- EXERCISE -
Copy out, word for word, the lines of the records that begin at the line containing "Could you please put a dot on the safety" and stop after the line containing "column 656, row 260".

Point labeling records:
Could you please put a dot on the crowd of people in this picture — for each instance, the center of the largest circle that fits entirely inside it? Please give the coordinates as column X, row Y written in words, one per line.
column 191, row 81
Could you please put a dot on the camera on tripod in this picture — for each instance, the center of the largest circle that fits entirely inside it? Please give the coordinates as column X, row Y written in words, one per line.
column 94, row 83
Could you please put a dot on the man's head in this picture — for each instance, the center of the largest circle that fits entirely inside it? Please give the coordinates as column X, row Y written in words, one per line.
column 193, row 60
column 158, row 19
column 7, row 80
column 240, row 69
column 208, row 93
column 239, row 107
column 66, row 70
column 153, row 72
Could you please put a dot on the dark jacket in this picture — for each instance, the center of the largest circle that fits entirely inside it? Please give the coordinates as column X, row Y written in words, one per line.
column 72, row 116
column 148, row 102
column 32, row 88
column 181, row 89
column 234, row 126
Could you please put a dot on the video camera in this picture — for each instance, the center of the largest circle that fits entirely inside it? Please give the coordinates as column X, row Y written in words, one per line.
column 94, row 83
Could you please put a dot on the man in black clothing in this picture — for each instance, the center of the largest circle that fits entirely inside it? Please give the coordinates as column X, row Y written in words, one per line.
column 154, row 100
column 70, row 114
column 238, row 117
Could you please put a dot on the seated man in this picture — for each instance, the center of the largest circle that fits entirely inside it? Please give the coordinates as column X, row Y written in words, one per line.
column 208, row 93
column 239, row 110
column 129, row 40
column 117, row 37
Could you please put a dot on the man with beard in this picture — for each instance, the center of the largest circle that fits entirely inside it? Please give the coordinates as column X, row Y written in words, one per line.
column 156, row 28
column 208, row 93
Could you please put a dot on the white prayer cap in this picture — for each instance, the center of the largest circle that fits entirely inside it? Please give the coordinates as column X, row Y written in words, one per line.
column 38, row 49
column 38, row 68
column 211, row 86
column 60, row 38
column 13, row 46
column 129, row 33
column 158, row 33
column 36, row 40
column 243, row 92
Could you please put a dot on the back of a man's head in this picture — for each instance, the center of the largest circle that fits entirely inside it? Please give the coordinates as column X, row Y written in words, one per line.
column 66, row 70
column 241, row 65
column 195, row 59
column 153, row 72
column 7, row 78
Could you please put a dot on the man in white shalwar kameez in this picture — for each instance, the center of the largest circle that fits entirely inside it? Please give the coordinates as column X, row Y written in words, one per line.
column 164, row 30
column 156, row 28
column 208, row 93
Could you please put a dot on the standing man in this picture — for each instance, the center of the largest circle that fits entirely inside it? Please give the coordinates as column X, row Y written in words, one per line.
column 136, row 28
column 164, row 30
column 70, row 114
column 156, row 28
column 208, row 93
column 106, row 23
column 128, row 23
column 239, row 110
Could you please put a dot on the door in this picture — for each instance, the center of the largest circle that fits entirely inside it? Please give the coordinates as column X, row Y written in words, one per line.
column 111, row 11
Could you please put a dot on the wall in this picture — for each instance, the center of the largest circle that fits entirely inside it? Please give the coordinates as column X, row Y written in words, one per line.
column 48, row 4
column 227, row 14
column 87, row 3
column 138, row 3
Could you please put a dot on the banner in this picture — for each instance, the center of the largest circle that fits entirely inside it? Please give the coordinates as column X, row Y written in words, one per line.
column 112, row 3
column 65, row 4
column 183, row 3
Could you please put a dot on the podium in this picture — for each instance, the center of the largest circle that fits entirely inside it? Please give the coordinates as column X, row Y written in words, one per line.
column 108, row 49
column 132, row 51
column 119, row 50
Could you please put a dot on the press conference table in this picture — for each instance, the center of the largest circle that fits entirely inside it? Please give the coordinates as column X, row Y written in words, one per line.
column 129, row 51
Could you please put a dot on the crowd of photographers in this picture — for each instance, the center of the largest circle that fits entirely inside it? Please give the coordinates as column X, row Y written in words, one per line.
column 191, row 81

--

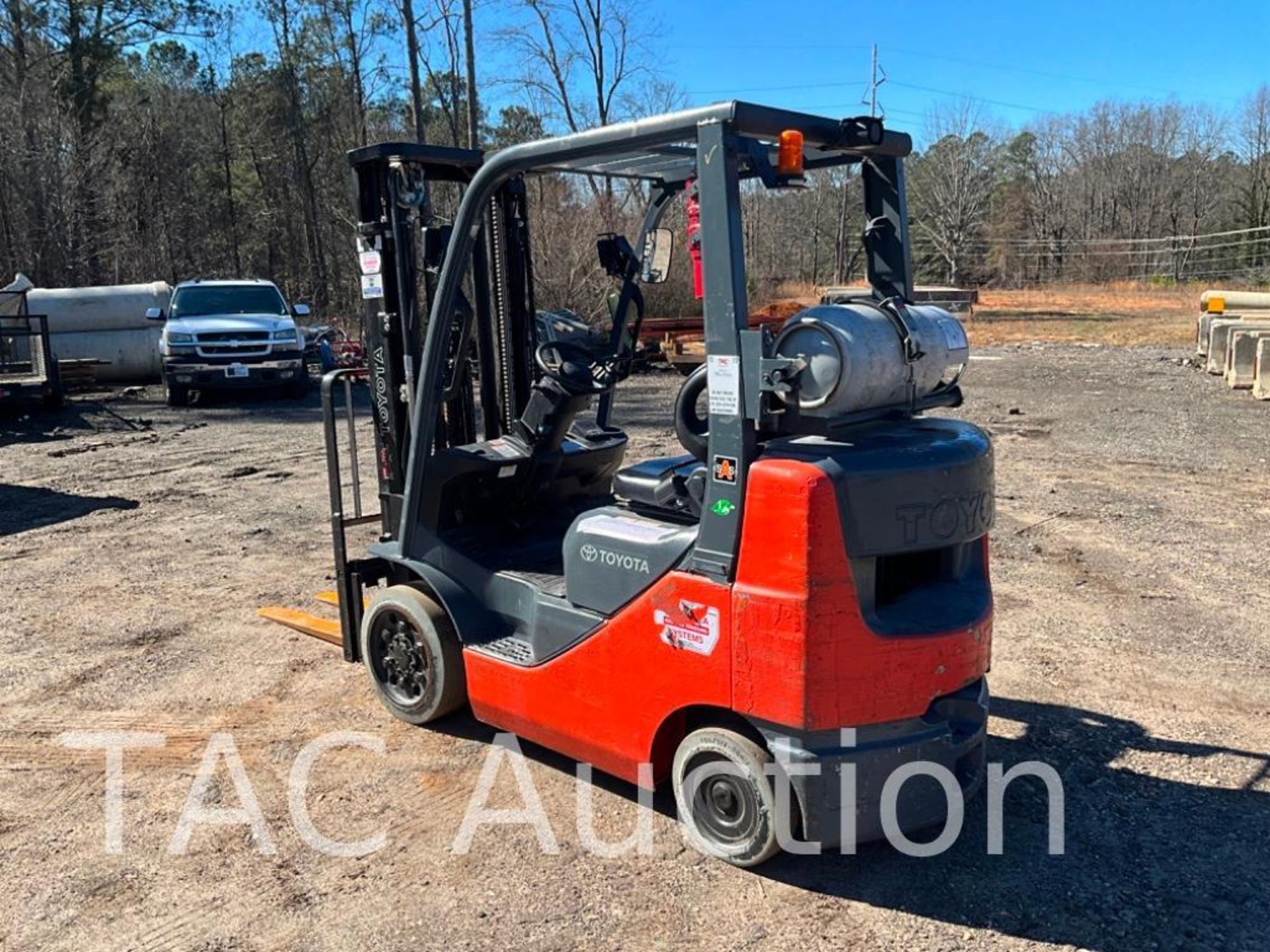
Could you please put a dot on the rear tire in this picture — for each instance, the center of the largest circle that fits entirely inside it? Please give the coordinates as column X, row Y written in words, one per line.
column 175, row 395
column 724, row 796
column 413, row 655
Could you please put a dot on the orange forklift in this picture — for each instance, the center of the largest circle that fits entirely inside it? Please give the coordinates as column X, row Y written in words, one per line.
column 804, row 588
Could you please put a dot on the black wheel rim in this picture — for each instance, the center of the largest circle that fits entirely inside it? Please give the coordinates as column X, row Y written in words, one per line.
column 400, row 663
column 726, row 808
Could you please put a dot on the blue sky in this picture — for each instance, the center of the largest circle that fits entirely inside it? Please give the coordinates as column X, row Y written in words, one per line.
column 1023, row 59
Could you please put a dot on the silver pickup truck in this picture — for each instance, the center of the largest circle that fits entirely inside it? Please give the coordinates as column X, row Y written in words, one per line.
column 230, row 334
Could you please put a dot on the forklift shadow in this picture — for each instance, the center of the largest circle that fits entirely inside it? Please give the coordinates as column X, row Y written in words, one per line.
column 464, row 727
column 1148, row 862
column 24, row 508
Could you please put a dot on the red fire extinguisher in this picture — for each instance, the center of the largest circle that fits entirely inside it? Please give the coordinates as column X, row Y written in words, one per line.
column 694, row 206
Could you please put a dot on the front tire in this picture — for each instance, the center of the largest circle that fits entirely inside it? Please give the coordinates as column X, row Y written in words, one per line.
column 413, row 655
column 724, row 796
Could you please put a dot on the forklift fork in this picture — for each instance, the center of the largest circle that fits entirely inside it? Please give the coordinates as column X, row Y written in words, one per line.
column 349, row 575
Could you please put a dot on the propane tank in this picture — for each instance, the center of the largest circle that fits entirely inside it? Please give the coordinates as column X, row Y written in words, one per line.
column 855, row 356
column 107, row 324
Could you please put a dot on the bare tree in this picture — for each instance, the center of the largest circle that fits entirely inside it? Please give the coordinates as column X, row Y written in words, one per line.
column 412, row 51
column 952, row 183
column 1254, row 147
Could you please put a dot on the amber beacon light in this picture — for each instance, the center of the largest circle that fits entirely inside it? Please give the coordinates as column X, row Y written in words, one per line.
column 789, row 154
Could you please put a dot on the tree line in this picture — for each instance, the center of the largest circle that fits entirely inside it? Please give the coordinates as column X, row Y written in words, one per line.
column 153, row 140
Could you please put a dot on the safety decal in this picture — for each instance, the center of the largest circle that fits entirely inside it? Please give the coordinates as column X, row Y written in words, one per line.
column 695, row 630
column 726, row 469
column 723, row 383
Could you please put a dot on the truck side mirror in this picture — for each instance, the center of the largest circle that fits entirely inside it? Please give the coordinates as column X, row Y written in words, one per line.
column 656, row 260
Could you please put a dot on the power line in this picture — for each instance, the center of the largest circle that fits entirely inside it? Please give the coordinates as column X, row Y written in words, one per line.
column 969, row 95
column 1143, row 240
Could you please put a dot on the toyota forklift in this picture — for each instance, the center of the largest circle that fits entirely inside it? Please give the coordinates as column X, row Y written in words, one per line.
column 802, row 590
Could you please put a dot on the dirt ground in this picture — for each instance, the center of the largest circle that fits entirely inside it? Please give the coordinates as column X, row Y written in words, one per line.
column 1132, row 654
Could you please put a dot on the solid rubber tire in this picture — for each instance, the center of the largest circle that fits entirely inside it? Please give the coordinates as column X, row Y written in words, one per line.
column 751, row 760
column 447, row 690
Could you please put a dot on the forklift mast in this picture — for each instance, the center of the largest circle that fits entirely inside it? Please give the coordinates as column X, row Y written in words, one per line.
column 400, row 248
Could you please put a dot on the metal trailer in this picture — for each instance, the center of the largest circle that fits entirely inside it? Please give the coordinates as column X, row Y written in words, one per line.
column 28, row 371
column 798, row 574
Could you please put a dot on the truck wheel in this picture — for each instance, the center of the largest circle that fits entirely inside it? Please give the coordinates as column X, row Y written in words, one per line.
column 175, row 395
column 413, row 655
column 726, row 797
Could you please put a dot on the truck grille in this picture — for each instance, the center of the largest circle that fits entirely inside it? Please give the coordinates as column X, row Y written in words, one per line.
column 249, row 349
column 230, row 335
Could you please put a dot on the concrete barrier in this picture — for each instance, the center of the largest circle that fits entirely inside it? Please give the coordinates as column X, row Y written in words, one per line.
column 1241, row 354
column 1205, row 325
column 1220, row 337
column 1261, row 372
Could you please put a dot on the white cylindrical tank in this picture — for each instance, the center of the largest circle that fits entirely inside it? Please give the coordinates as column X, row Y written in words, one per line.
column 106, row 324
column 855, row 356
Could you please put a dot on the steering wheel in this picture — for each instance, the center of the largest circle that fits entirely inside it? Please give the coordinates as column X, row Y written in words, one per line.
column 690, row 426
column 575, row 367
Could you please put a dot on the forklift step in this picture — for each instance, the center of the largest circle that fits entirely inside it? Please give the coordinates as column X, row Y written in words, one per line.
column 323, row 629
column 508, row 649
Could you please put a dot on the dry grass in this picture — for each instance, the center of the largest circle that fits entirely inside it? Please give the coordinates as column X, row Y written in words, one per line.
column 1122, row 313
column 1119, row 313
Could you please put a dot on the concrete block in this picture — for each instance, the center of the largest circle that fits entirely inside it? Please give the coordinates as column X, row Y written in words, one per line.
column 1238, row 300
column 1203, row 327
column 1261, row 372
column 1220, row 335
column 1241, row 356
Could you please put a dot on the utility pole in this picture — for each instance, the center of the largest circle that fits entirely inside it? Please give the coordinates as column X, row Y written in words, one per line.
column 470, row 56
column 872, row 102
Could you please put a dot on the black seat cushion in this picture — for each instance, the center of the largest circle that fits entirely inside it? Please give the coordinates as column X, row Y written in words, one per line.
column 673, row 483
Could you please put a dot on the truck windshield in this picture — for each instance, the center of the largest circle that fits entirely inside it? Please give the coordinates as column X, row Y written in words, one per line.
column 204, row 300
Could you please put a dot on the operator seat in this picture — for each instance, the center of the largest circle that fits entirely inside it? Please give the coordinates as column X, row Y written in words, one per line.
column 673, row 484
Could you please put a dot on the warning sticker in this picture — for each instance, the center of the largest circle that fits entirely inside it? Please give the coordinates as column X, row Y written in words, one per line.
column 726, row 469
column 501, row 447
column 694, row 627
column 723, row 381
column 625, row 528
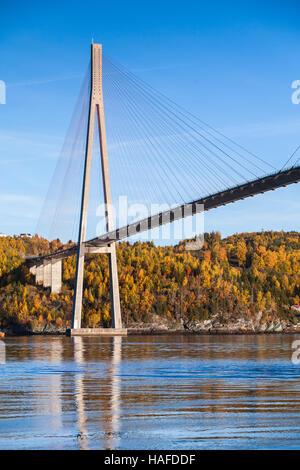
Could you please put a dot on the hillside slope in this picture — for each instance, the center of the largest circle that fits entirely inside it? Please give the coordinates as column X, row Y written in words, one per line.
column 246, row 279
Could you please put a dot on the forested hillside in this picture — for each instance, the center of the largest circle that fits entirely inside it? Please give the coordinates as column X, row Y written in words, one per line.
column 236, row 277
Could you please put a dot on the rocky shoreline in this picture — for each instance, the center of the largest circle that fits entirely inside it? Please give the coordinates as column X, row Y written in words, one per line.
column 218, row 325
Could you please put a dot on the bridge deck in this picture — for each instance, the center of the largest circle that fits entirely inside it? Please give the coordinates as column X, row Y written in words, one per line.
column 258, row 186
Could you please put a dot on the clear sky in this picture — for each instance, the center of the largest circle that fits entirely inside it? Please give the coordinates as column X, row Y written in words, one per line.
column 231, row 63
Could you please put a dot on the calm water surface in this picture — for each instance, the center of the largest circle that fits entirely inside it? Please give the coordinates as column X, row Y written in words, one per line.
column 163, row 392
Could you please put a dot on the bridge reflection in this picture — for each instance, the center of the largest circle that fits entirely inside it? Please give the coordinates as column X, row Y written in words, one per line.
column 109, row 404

- FULL ANSWER -
Could you please put a dot on the safety decal in this picture — for each instance, the center of the largest circle that fits entirely inside it? Please give the coordinates as column X, row Y written in words, one per line.
column 695, row 630
column 726, row 469
column 723, row 383
Could you please put a dot on the truck side mirror in this picture — for each instance, the center of the largest circle that fits entirely inside it? Please give the coordinates as column X, row Y written in words, one per line.
column 656, row 260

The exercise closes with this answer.